Task item: Among the records below, find the lines that hold the word "sandy" and report how many there are, with no other words.

Supplied records:
== Segment start ==
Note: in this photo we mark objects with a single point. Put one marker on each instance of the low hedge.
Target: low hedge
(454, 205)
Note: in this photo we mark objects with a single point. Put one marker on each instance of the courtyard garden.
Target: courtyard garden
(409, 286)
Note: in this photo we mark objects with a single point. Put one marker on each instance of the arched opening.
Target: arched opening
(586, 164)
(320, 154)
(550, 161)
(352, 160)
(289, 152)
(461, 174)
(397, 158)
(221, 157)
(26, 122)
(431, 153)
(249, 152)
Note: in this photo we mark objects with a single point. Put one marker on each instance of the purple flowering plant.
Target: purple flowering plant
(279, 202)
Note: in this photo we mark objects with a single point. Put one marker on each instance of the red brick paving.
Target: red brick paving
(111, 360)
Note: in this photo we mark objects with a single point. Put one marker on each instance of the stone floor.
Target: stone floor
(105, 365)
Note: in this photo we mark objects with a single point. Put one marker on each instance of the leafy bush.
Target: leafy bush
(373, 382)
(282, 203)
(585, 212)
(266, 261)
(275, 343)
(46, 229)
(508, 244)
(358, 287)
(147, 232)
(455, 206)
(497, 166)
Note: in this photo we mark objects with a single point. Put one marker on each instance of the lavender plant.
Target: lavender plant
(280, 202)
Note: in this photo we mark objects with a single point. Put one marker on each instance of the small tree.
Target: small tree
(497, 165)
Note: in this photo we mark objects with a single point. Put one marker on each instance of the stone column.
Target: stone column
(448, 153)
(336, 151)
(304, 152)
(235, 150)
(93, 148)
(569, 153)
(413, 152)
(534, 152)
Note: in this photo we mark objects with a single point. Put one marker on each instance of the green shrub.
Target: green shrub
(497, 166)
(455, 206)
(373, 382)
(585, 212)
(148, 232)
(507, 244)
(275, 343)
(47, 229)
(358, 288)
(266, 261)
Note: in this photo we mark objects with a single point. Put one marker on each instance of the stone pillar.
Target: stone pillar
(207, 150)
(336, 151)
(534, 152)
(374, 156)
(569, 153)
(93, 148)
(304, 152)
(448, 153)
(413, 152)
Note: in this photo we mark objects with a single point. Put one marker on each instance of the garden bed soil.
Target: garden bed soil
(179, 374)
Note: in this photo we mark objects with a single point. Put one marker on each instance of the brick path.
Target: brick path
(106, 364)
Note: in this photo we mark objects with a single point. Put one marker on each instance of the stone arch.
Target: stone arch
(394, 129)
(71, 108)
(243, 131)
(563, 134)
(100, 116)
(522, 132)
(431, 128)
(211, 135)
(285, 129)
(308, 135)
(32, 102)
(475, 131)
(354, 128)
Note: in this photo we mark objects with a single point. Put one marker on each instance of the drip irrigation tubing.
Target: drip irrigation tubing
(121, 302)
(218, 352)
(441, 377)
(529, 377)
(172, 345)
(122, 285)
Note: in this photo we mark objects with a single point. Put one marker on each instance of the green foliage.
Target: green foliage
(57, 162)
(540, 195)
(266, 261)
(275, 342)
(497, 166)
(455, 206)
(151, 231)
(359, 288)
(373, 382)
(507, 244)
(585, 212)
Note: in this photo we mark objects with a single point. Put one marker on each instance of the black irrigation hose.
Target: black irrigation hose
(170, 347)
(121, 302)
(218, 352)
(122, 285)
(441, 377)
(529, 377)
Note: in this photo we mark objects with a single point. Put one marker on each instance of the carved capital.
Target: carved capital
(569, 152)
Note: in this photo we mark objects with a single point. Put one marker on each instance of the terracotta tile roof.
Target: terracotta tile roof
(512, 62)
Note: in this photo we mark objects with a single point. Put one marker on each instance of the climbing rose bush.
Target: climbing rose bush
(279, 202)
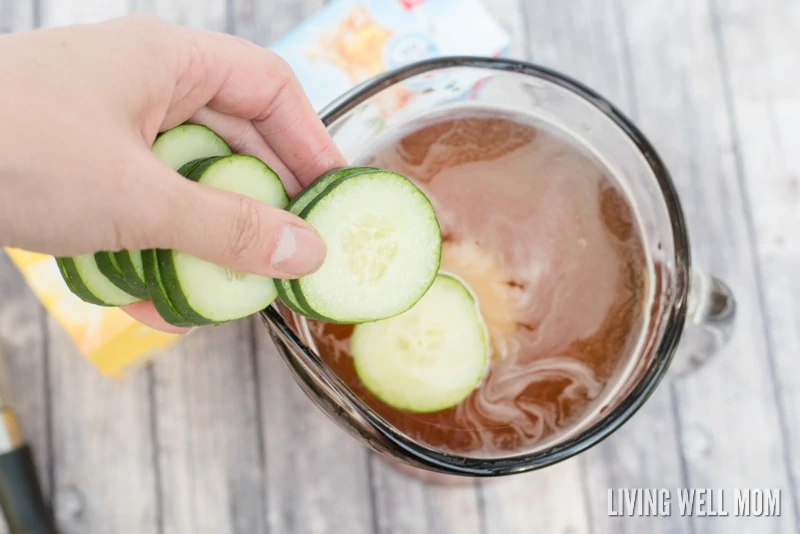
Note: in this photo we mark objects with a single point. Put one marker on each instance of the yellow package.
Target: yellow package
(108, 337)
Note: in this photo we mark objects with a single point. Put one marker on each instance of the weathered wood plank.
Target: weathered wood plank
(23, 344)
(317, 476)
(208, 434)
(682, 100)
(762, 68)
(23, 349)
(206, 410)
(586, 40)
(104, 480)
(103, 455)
== Segment end ==
== Segment start ==
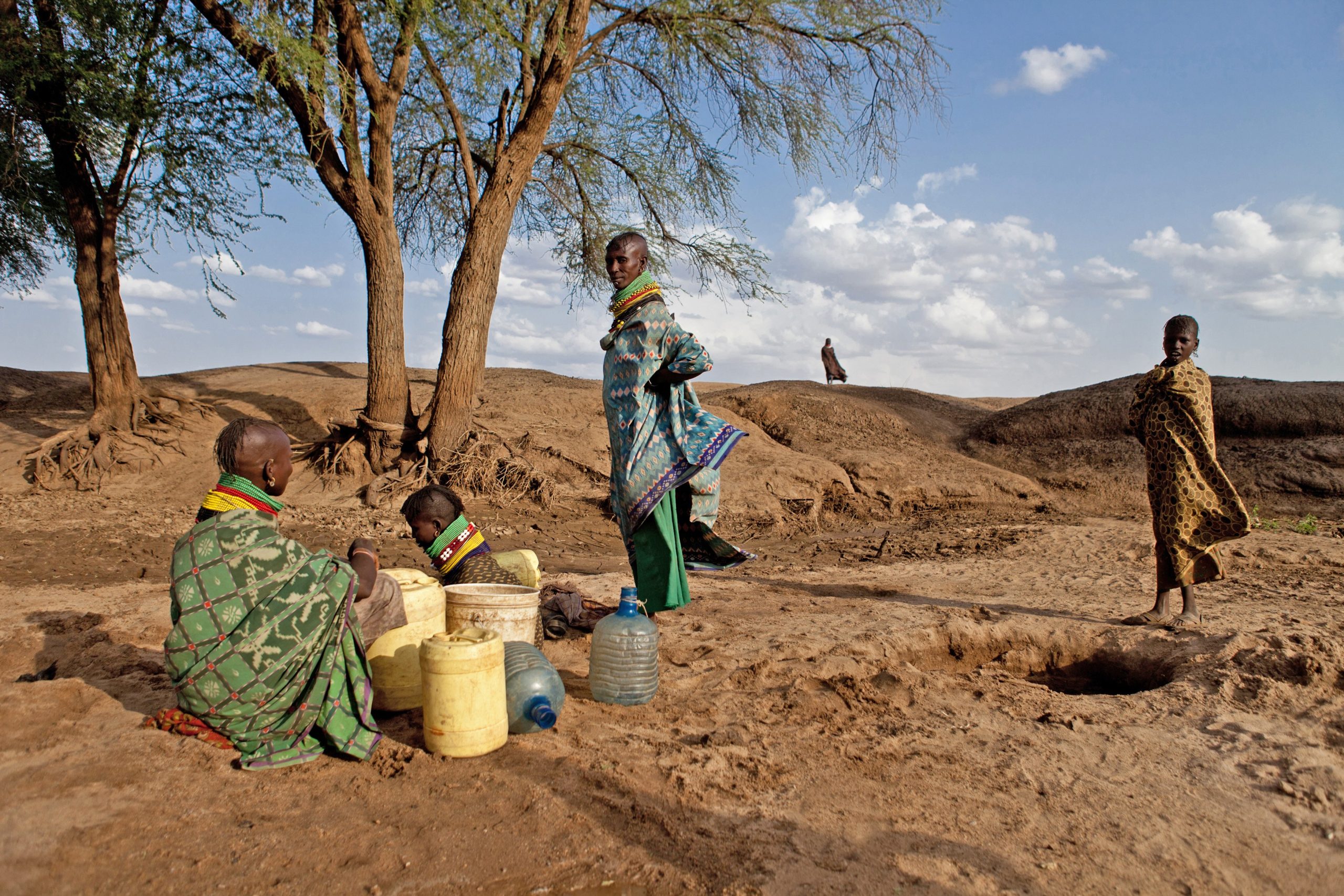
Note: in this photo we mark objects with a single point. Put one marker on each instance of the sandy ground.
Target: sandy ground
== Segment end ==
Exercise result: 2